Dataset entries on where objects appear:

—————

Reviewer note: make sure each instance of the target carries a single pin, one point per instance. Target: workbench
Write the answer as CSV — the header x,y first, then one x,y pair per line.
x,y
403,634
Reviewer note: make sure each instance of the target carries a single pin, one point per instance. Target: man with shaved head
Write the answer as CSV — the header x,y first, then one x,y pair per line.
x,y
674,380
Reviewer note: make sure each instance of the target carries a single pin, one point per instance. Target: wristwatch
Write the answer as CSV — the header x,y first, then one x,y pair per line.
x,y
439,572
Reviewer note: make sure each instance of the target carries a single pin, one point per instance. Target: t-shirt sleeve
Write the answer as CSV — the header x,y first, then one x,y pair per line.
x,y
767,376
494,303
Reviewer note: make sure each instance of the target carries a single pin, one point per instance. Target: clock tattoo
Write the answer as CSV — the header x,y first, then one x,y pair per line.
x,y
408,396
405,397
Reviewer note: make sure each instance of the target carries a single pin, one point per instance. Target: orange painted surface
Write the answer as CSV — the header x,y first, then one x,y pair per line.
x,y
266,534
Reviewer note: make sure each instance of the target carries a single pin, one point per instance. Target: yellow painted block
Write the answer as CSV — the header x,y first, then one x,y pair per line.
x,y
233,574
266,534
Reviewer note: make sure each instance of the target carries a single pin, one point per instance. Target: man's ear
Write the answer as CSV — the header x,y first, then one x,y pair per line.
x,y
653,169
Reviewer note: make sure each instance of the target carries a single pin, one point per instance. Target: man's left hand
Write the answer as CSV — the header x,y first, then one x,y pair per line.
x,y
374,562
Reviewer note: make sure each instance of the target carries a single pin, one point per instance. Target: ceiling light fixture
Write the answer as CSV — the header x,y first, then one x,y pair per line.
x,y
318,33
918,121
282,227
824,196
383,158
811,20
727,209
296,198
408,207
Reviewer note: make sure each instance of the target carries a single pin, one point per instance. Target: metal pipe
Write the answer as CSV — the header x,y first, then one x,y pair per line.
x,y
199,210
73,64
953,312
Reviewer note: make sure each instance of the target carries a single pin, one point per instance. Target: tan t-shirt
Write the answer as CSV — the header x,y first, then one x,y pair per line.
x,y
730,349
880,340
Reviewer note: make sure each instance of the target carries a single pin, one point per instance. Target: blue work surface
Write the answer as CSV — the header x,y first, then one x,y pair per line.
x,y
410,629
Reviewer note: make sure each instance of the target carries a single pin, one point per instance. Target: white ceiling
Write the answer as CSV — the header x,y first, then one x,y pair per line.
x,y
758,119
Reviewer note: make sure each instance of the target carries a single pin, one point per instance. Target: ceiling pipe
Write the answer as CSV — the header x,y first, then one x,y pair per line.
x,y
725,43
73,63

—————

• [Written task]: Copy out all of the entries above with each "Reviewer note" swapped for "Labeling note", keeping everything else the same.

• [Written reply]:
Labeling note: make sure each instance of the target carries a single pin, one point per instance. Target: workbench
Write the answer as CSV — the header x,y first, then one x,y pair per line.
x,y
403,634
Labeling note: make sure each instance of the target carries a single pin, one point per instance. Target: man with shaved head
Write the answer as CSV — the header x,y first, then one x,y pair per line.
x,y
674,380
Labeling note: make sure each instance of the target carries a single pin, one point per instance. Target: wristwatch
Write the answer as CSV — the header x,y first, then one x,y pair per line.
x,y
439,572
Labeling note: make sure each instance of the target carries a single pin, one point per instance. Target: t-shirt sleeve
Write the answer as CSV — the header x,y first, then one x,y pair per line.
x,y
767,376
494,303
Labeling note: make sure each instance of the target carries a single pin, one point per instance. Target: clock tattoo
Write the answer as CSV — the header x,y first, then one x,y pair per line.
x,y
408,396
405,397
Labeling note: make sure each instance of the target carries a single pin, one point per instance. Target: orange painted surface
Write the answer as CSV — the header x,y first, then one x,y pair per line.
x,y
266,534
Labeling note: make sure each instance of the target carries a single pin, one point per instance. Target: yellow painted block
Write the answer as CSV — the header x,y first, then one x,y pair per line.
x,y
233,574
266,534
Labeling note: make sure each instance of the target carries a single pin, one point per instance. Target: man's ear
Write the answer as CSV — the header x,y first, then one x,y pair per line.
x,y
653,169
Labeling note: make sure each instance of the target carries a single pin, one point per instance. Target: man's left hand
Write the answer as CSV — the header x,y first, then one x,y pair per line.
x,y
374,562
Labeling note: make sure each instance of the target carries a single pin, one point per instance. Target: ceiling light fixture
Write the answer as CSV — the header x,y first, then one x,y pair per line.
x,y
318,33
918,121
282,227
824,196
383,158
811,20
727,209
296,198
408,207
Labeling note: make sure each instance of the target carries a single pin, one point per instance. Target: metal pipe
Write the answer as CSV — the header x,y first, then one x,y pair per line.
x,y
199,210
73,64
953,312
Labeling note: make sure each instance of the target carries a single pin, one point per instance. Target: tan t-shirt
Write the answer as CSV — the header x,y first, then one x,y pair per line.
x,y
730,349
880,340
Labeling note: make sure each instance of the target carries a single pin, one point per instance. Target: blue work surface
Write the answer as CSV — the header x,y first, then one x,y pair per line.
x,y
410,629
Labeling note: make sure each instance of the target carries a single pin, one point per instance. Target: white ceiling
Write the answer as CSV — the header x,y first, then one x,y pair per line.
x,y
758,119
Labeling note: make sure each instance of the target carries a single pin, one point per instance. Target: ceiling pipe
Write the answer as CSV — the header x,y first, then one x,y pair per line.
x,y
725,43
73,63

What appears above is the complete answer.